▼
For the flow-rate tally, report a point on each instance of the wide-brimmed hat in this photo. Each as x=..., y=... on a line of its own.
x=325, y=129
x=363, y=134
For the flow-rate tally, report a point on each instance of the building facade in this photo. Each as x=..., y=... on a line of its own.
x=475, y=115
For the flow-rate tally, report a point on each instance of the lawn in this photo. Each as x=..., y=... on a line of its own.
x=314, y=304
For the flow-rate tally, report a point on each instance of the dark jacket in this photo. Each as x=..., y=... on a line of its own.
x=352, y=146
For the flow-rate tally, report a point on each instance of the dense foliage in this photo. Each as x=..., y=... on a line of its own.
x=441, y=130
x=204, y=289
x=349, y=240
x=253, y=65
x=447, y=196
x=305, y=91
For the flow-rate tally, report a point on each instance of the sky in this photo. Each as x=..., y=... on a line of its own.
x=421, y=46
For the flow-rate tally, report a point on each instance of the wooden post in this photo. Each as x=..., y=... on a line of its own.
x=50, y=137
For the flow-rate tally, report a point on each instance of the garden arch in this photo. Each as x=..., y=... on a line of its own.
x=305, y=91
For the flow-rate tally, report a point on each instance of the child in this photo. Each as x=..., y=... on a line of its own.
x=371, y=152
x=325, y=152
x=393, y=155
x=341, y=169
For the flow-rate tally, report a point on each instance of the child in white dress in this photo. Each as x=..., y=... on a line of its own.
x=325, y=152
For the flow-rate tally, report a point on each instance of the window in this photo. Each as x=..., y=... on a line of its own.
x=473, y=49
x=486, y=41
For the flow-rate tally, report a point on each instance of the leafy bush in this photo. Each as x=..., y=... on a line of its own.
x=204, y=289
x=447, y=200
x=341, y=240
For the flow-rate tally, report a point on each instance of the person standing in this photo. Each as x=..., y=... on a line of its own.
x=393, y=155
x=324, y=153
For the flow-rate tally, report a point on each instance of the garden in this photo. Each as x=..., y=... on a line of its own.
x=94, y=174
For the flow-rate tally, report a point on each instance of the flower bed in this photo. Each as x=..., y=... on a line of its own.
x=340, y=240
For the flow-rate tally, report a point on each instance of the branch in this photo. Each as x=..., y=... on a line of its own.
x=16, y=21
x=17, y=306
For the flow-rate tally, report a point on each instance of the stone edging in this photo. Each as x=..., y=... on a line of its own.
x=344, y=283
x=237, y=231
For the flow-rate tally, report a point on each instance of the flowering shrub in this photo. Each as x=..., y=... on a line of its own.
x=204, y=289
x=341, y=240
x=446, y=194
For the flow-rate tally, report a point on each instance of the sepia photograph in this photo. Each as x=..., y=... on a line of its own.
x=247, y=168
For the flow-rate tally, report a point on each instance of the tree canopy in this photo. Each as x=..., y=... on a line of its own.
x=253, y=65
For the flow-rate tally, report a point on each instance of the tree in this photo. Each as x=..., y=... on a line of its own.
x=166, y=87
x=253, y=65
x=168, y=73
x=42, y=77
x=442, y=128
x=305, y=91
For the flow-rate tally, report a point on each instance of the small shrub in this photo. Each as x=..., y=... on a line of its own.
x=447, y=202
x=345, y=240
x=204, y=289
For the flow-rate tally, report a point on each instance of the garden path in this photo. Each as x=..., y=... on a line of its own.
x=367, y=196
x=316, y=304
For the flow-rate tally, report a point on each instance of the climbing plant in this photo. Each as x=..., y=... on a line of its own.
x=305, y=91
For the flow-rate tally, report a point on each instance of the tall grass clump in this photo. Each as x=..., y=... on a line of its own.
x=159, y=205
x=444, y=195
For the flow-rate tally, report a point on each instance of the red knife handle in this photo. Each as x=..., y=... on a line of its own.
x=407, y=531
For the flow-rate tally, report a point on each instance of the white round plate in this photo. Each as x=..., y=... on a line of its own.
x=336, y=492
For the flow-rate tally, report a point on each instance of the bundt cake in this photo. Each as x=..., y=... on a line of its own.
▲
Set down each entry again, exactly as written.

For the flow-rate tally, report a point on each instance of the wide-brimmed hat in this photo. Each as x=..., y=... on a line of its own.
x=325, y=129
x=363, y=134
For the flow-rate tally, report a point on each instance of the building facade in this photo. Each as x=..., y=... on a line of its own.
x=475, y=115
For the flow-rate tally, report a point on each instance of the lawn in this photo. Each as x=..., y=... on a line of its own.
x=314, y=304
For the flow-rate tally, report a point on each instance of the dark jacket in this photo. Each as x=..., y=... on a line of its own.
x=352, y=146
For the flow-rate tally, report a point on each instance of the dense foliage in this photo. Each as x=..., y=... on a line of its own.
x=441, y=130
x=204, y=289
x=349, y=240
x=253, y=65
x=447, y=196
x=305, y=91
For the flow-rate tally, report a point on each instance of the sky in this photo. Each as x=..., y=... on a line of its own.
x=421, y=46
For the flow-rate tally, report a point on each instance of the wooden post in this photo. Each as x=..., y=... on a line of its own.
x=50, y=137
For the flow-rate tally, report a point on each instance of the garden arch in this photo. Each as x=..., y=... on a line of its own.
x=305, y=91
For the flow-rate tally, report a point on each instance of the child in this photo. Each as x=..., y=... on a line of its own.
x=371, y=152
x=325, y=152
x=393, y=155
x=341, y=169
For the flow-rate tally, report a point on each instance of the child in white dress in this photo. Each as x=..., y=... on a line of its own.
x=325, y=152
For the flow-rate tally, report a point on each instance of the window in this photo. Each as x=..., y=... on a line of its own.
x=473, y=49
x=486, y=41
For the flow-rate tally, report a point on each instance of the leafy bush in this photo. Each as x=..., y=... on a line of its own.
x=204, y=289
x=447, y=200
x=341, y=240
For the flow-rate tally, report a point on each instance of the person standing in this photo. Each as x=..., y=... on a line of its own.
x=393, y=155
x=324, y=153
For the flow-rate tally, report a point on each instance of the garden in this photo. Each as x=..., y=... on a line of its own.
x=94, y=174
For the flow-rate tally, report a point on each instance of the flower bed in this photo. Each as x=..., y=... on a line of its own.
x=340, y=240
For the flow-rate tally, report a point on each instance of the branch in this photo. Each as x=..., y=... on a line of its own.
x=16, y=21
x=17, y=306
For the flow-rate tally, report a point on each instance of the stone edging in this photo. Each as x=..., y=... on a line of its own.
x=344, y=283
x=237, y=231
For the flow-rate tally, report a point on each instance of the flowering shrub in this photo. Each as x=..., y=... on a line of its own.
x=204, y=289
x=341, y=240
x=446, y=194
For the flow-rate tally, report a point on each instance of the sepia photograph in this photo. Each as x=..., y=... on a line of its own.
x=247, y=168
For the flow-rate tally, report a point on each instance of the tree canopy in this photo. Each as x=..., y=... on a line of its own.
x=253, y=65
For the flow-rate tally, report a point on each instance of the tree in this photo. Each as x=..., y=... on a line of its own.
x=166, y=87
x=253, y=65
x=168, y=73
x=42, y=77
x=442, y=128
x=305, y=91
For the flow-rate tally, report a point on each instance of the small shrub in this photo. Each as x=..., y=... on a line of its own.
x=447, y=202
x=345, y=240
x=204, y=289
For the flow-rate tally, report a point on each instance of the garden path in this photo. Each as x=..., y=... on a line of its own.
x=367, y=196
x=316, y=304
For the flow-rate tally, report a point on each instance of the climbing plant in this photo. Each as x=..., y=... on a line of its own.
x=305, y=91
For the flow-rate tally, report a point on each instance of the tall grass clump in this photo. Each as x=..., y=... on a line of its own.
x=159, y=205
x=444, y=195
For the flow-rate tally, report a point on each instance of the red knife handle in this photo. Each as x=..., y=... on a line of its own.
x=407, y=531
For the flow-rate tally, report a point on each instance of the white round plate in this photo. Each as x=..., y=... on a line of its own.
x=336, y=492
For the flow-rate tally, report a point on each instance of the bundt cake in this photo. Each as x=..., y=... on a line of its own.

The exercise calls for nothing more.